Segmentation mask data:
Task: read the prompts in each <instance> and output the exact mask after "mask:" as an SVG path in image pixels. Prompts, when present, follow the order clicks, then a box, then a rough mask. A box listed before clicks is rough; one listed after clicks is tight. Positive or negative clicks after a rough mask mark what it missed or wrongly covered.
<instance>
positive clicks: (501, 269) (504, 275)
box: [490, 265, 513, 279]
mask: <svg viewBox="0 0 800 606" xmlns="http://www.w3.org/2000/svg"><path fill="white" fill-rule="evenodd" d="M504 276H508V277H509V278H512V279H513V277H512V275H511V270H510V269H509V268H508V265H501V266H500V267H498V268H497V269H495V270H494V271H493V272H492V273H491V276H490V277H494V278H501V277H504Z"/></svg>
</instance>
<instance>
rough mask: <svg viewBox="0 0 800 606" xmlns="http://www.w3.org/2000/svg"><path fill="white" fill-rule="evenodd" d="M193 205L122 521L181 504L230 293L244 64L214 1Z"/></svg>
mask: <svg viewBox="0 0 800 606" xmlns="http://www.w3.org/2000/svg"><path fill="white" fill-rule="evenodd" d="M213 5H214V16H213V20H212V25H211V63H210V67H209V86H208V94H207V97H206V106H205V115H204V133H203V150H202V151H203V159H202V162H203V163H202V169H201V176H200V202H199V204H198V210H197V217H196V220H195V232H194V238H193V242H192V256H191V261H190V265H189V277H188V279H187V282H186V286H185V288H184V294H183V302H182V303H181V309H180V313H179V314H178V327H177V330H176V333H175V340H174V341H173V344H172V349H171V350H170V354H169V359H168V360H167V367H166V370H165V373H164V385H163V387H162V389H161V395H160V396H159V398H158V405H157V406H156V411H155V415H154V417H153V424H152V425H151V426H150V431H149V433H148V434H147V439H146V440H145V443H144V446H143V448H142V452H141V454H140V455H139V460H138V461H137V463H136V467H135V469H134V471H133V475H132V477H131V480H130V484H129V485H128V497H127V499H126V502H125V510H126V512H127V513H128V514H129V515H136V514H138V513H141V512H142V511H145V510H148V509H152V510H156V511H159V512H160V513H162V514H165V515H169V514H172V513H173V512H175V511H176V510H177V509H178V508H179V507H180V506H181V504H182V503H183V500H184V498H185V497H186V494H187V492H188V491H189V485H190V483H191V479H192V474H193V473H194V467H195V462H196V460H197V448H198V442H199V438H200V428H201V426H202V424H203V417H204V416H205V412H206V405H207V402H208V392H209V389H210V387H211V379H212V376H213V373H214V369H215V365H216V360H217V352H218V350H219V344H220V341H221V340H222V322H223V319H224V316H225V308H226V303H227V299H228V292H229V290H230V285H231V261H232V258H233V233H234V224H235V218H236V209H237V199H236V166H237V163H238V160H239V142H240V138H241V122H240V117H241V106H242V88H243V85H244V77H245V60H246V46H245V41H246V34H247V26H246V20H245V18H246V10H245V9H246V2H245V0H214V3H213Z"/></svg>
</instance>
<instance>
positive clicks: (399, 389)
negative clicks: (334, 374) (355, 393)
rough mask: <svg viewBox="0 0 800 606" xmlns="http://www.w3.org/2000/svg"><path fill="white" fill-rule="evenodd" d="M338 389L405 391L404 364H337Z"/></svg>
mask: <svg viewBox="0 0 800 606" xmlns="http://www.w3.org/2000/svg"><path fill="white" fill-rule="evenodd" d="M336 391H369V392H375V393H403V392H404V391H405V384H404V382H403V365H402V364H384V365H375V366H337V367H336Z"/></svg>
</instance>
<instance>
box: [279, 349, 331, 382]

- **What you are asked to do**: Render every line of the segmentation mask data above as a numbered list, omitting any blank lines.

- **Answer to this problem**:
1. Task: read the prompts in each <instance> and output the exact mask after "mask:" as an SVG path in image pixels. Prompts, when present, follow the order clicks, then a box, then a rough mask. A box listed before clicks is rough; one listed after clicks is tight. Positive or negative clicks after a rough mask mark what it missed or wrongly covered.
2. <instance>
3. positive clicks: (501, 269) (504, 275)
4. box: [490, 265, 513, 279]
5. mask: <svg viewBox="0 0 800 606" xmlns="http://www.w3.org/2000/svg"><path fill="white" fill-rule="evenodd" d="M504 276H508V277H509V278H512V279H513V277H512V275H511V270H510V269H509V268H508V265H501V266H500V267H498V268H497V269H495V270H494V271H493V272H492V273H491V276H490V277H494V278H501V277H504Z"/></svg>
6. </instance>
7. <instance>
8. rough mask: <svg viewBox="0 0 800 606" xmlns="http://www.w3.org/2000/svg"><path fill="white" fill-rule="evenodd" d="M193 205L122 521L181 504L230 293L244 64L214 1Z"/></svg>
9. mask: <svg viewBox="0 0 800 606" xmlns="http://www.w3.org/2000/svg"><path fill="white" fill-rule="evenodd" d="M213 5H214V16H213V20H212V25H211V63H210V67H209V86H208V94H207V97H206V106H205V115H204V133H203V150H202V151H203V159H202V162H203V163H202V169H201V176H200V202H199V204H198V210H197V217H196V220H195V232H194V238H193V242H192V256H191V261H190V265H189V277H188V279H187V282H186V286H185V288H184V294H183V302H182V303H181V309H180V313H179V314H178V327H177V330H176V333H175V340H174V341H173V344H172V349H171V350H170V354H169V359H168V360H167V367H166V370H165V373H164V385H163V387H162V389H161V395H160V396H159V398H158V405H157V406H156V411H155V415H154V417H153V424H152V425H151V426H150V431H149V433H148V434H147V439H146V440H145V443H144V446H143V448H142V452H141V454H140V455H139V460H138V461H137V463H136V467H135V469H134V471H133V475H132V477H131V480H130V484H129V485H128V497H127V499H126V502H125V510H126V512H127V513H128V514H129V515H136V514H138V513H141V512H142V511H145V510H148V509H152V510H156V511H159V512H160V513H162V514H165V515H169V514H172V513H173V512H175V511H176V510H177V509H178V508H179V507H180V506H181V504H182V503H183V500H184V498H185V497H186V494H187V492H188V491H189V485H190V483H191V479H192V474H193V473H194V467H195V462H196V460H197V448H198V442H199V438H200V428H201V426H202V424H203V417H204V416H205V412H206V405H207V402H208V392H209V389H210V387H211V379H212V376H213V373H214V369H215V365H216V360H217V352H218V350H219V344H220V341H221V340H222V322H223V319H224V316H225V308H226V303H227V299H228V292H229V290H230V285H231V261H232V258H233V233H234V224H235V218H236V209H237V199H236V166H237V163H238V160H239V142H240V138H241V122H240V117H241V106H242V88H243V85H244V77H245V60H246V46H245V41H246V34H247V26H246V20H245V18H246V10H245V9H246V2H245V0H214V3H213Z"/></svg>
10. </instance>
11. <instance>
12. positive clicks: (399, 389)
13. negative clicks: (334, 374) (355, 393)
14. rough mask: <svg viewBox="0 0 800 606" xmlns="http://www.w3.org/2000/svg"><path fill="white" fill-rule="evenodd" d="M338 389L405 391L404 364H337Z"/></svg>
15. mask: <svg viewBox="0 0 800 606" xmlns="http://www.w3.org/2000/svg"><path fill="white" fill-rule="evenodd" d="M336 391H369V392H375V393H403V392H404V391H405V384H404V382H403V365H402V364H384V365H375V366H337V367H336Z"/></svg>
16. </instance>
17. <instance>
18. box: [279, 349, 331, 382]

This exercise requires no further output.